#### To do:
1. In the commentary on the Fed and funding markets, on what date did Randal K. Quarles give his speech "Liquidity Regulation and the Size of the Fed's Balance Sheet"?
2. Carry the commentary on the Fed and funding markets forward from its final sentence.

======== Excerpt provided

When Chairman Powell stepped to the podium to discuss the most recent Fed decision, he categorized the funding issues as having no implications for the economy or monetary policy. True, this is not a credit issue but the proper funding of the US government market is vital to the economy and very much a part of monetary policy
In a speech from May 4, 2018, “Liquidity Regulation and the Size of the Fed’s Balance Sheet”, Vice Chairman for Supervision Randal K. Quarles offered his closing remarks:
“The final and most general point is simply to underscore the premise with which I began these remarks: Financial regulation and monetary policy are, in important respects, connected. Thus, it will always be important for the Federal Reserve to maintain its integral role in the regulation of the financial system not only for the visibility this provides into the economy, but precisely in order to calibrate the sorts of relationships we have been talking about today”
The Fed continues to conduct short-term operations to navigate the US funding markets through this interim period before the October meeting when we expect them to formally address the recent distortions.
“With the heightened events over the past few weeks in the funding markets, policy decisions and the discussion regarding funding imbalances are no longer mutually exclusive events”. “To date, although the Fed has discussed certain aspects of the short term markets, and with particular attention to the balance sheet, a more proactive stance is necessary“
We look at this current window of time as offering three distinct, yet very related buckets for the Fed:
1) The trigger (confluence of events all requiring cash out. Some events were known, some weren’t)- increase balance sheet buffer.
2) The lack of response (regulatory bias holding back cash)- Powell backed away from this when questioned at the September meeting. Leave regulatory alone, reserves higher.
3) Market structure (concentration of cash)- Structural facility, broader accommodation.
The Fed and the US government is actively involved, and in many cases responsible for all of these issues, and needs to address all three in the coming months in our view. Short-term, liquidity overrides. But to inject liquidity blindly without a broader plan would miss some of the bigger picture here.
As part of the way forward, we do think the Fed needs to increase the balance sheet, but with focus on the very short-end and consistent with their easing stance.

================
======== Entries

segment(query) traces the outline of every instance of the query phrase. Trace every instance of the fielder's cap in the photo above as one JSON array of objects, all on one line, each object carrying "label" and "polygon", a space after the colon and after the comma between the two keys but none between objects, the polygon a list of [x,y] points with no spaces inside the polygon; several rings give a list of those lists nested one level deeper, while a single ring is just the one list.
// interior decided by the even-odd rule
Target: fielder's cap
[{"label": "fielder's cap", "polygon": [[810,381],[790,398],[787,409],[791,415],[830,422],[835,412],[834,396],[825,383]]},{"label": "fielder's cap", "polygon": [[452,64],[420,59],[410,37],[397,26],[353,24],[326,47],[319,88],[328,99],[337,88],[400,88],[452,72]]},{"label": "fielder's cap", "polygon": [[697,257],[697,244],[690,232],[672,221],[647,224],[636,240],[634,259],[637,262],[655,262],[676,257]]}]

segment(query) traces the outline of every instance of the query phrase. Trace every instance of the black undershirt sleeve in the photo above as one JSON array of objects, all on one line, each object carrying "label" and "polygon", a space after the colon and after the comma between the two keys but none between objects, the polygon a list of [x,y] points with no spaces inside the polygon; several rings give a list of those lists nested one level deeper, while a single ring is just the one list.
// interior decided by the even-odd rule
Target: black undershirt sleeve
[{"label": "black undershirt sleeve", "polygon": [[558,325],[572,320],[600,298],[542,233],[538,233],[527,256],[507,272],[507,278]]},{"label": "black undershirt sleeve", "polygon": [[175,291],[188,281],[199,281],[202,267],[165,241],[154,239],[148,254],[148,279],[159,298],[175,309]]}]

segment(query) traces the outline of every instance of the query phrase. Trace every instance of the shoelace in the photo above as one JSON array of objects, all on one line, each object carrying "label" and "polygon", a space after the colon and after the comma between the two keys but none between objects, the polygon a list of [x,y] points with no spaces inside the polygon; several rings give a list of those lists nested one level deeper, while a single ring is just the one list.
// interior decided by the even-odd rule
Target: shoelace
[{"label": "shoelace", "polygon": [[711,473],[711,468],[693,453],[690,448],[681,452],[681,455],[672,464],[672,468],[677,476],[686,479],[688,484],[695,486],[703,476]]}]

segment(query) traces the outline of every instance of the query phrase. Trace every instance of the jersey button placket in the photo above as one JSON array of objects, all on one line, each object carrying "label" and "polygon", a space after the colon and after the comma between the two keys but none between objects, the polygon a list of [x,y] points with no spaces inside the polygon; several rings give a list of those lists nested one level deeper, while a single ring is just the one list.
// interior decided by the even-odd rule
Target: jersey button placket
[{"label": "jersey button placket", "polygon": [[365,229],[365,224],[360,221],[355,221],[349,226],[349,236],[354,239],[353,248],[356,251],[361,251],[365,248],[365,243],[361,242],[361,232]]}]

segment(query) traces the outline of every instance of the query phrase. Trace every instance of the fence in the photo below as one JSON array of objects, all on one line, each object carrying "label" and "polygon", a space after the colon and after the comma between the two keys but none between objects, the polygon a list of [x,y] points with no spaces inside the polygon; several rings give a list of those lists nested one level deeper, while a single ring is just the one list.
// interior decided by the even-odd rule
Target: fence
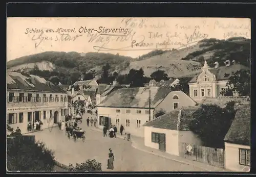
[{"label": "fence", "polygon": [[69,166],[64,164],[62,164],[59,162],[55,161],[55,165],[53,167],[52,169],[53,171],[68,171]]},{"label": "fence", "polygon": [[195,161],[207,163],[210,165],[224,168],[223,149],[182,143],[182,151],[180,153],[183,158]]}]

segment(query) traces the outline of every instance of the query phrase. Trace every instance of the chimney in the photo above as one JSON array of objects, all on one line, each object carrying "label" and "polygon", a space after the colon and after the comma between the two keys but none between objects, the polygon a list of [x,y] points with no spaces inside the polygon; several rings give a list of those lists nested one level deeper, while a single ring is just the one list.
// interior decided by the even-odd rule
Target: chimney
[{"label": "chimney", "polygon": [[215,68],[218,68],[219,67],[219,62],[218,61],[217,61],[215,63],[214,63],[214,64],[215,64]]},{"label": "chimney", "polygon": [[224,63],[226,64],[226,67],[230,66],[230,61],[229,60],[226,60]]}]

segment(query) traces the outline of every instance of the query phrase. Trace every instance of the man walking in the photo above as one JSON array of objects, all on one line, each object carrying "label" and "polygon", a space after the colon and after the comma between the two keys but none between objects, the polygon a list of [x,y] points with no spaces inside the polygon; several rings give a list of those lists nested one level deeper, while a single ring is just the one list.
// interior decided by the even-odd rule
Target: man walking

================

#### Results for the exercise:
1. May 4, 2018.

2.
Our coverage by MarketWatch this week:
Balance Sheet versus decline in ER
“It’s more important for the Fed to stabilize the short term US funding markets at current levels than provide the market with another 25-basis point cut”- we are not suggesting the Fed won’t cut next month, but the more important issue here is the underlying money markets supporting the funding of the US government“
Not all balance sheet expansion is QE. Nor is balance sheet expansion the be all and end all of the issues at hand: Far from it.
But the Fed will need to start somewhere as the daily operations are not sustainable, yet the structural Standing Repo Facility will take more time for implementation should they choose to include this. Through time, the Fed’s balance sheet has expanded in the past and not always with formal quantitative easing. The non-reserve liability side of the Fed’s balance continued to grow in 2019 including foreign entity accounts and currency in circulation. $’s continue to be in demand and for practical reasons.
Chart below: Fed balance sheet, Excess reserves, SOFR and Currency in Circulation. Through $4 billion in balance sheet and $1.75 in excess reserves, the market began showing signs of stress. The average month-end spike in SOFR for 2018 was roughly 6-basis points. For 2019, that same month-end spike averaged 16-basis points.
We would look for a balance sheet adjustment of at least $250 billion to start. The discussion beyond the balance sheet, though, will need to incorporate regulatory and structural changes.
“The Fed’s mandate, though, is increasing aggregate reserves. ‘Where’ those reserves end up, and why, matters. So should the Fed expand the reserve pool the discussion needs to be broader and more explicit”
Lastly on the Repo distortions. The Fed is well along on its way for the Libor to SOFR conversion. Converting a $200 trillion dollar market has systemic risk. One of the main reasons SOFR was chosen was because of the transaction based nature of the Repo market (trillion plus a.d.v.) versus dwindling activity in Libor post GFC.
Should SOFR ultimately succeed, the stability of the ‘underlying’ in seemingly normal times is critical. In other words, small month-end spikes will be evened out through the averaging calculation. There is no reason, however, that secured lending of US government debt should be at 10% in seemingly normal conditions. Additionally, on a volume basis alone , the Repo market dwarfs that of Fed Funds. More of a reason for the Fed to pay very close attention to the events of the past two weeks as SOFR is calculated off a Repo composite.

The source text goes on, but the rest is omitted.